- _Recorded information_
┌──

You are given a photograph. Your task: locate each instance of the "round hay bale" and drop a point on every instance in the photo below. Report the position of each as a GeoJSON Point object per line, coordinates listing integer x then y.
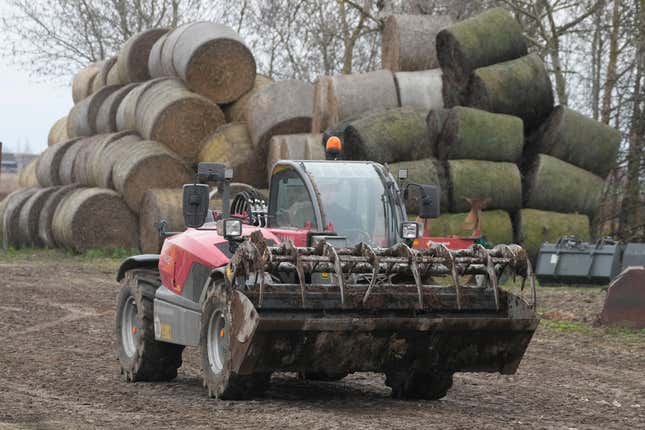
{"type": "Point", "coordinates": [555, 185]}
{"type": "Point", "coordinates": [236, 111]}
{"type": "Point", "coordinates": [214, 61]}
{"type": "Point", "coordinates": [351, 95]}
{"type": "Point", "coordinates": [27, 176]}
{"type": "Point", "coordinates": [148, 164]}
{"type": "Point", "coordinates": [29, 215]}
{"type": "Point", "coordinates": [170, 114]}
{"type": "Point", "coordinates": [11, 217]}
{"type": "Point", "coordinates": [159, 204]}
{"type": "Point", "coordinates": [294, 147]}
{"type": "Point", "coordinates": [479, 135]}
{"type": "Point", "coordinates": [46, 215]}
{"type": "Point", "coordinates": [82, 82]}
{"type": "Point", "coordinates": [58, 132]}
{"type": "Point", "coordinates": [476, 179]}
{"type": "Point", "coordinates": [409, 41]}
{"type": "Point", "coordinates": [518, 87]}
{"type": "Point", "coordinates": [579, 140]}
{"type": "Point", "coordinates": [76, 225]}
{"type": "Point", "coordinates": [231, 144]}
{"type": "Point", "coordinates": [135, 53]}
{"type": "Point", "coordinates": [387, 136]}
{"type": "Point", "coordinates": [427, 171]}
{"type": "Point", "coordinates": [489, 38]}
{"type": "Point", "coordinates": [281, 108]}
{"type": "Point", "coordinates": [421, 90]}
{"type": "Point", "coordinates": [534, 227]}
{"type": "Point", "coordinates": [106, 117]}
{"type": "Point", "coordinates": [48, 168]}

└──

- _What is required_
In this exercise, set down all of the data exactly, without the pictures.

- _Task response_
You are given a photograph. Your task: locate each instance of the "round hay bale" and drop a point on every instance in the photo below. Report the position of each as a GeoJSON Point object per line, coordinates listing integer x then y.
{"type": "Point", "coordinates": [555, 185]}
{"type": "Point", "coordinates": [236, 111]}
{"type": "Point", "coordinates": [214, 61]}
{"type": "Point", "coordinates": [351, 95]}
{"type": "Point", "coordinates": [27, 176]}
{"type": "Point", "coordinates": [148, 164]}
{"type": "Point", "coordinates": [29, 215]}
{"type": "Point", "coordinates": [170, 114]}
{"type": "Point", "coordinates": [11, 217]}
{"type": "Point", "coordinates": [159, 204]}
{"type": "Point", "coordinates": [294, 147]}
{"type": "Point", "coordinates": [479, 135]}
{"type": "Point", "coordinates": [46, 215]}
{"type": "Point", "coordinates": [82, 82]}
{"type": "Point", "coordinates": [58, 132]}
{"type": "Point", "coordinates": [476, 179]}
{"type": "Point", "coordinates": [409, 41]}
{"type": "Point", "coordinates": [518, 87]}
{"type": "Point", "coordinates": [579, 140]}
{"type": "Point", "coordinates": [76, 225]}
{"type": "Point", "coordinates": [231, 144]}
{"type": "Point", "coordinates": [135, 53]}
{"type": "Point", "coordinates": [387, 136]}
{"type": "Point", "coordinates": [427, 171]}
{"type": "Point", "coordinates": [489, 38]}
{"type": "Point", "coordinates": [281, 108]}
{"type": "Point", "coordinates": [421, 90]}
{"type": "Point", "coordinates": [534, 227]}
{"type": "Point", "coordinates": [106, 117]}
{"type": "Point", "coordinates": [48, 168]}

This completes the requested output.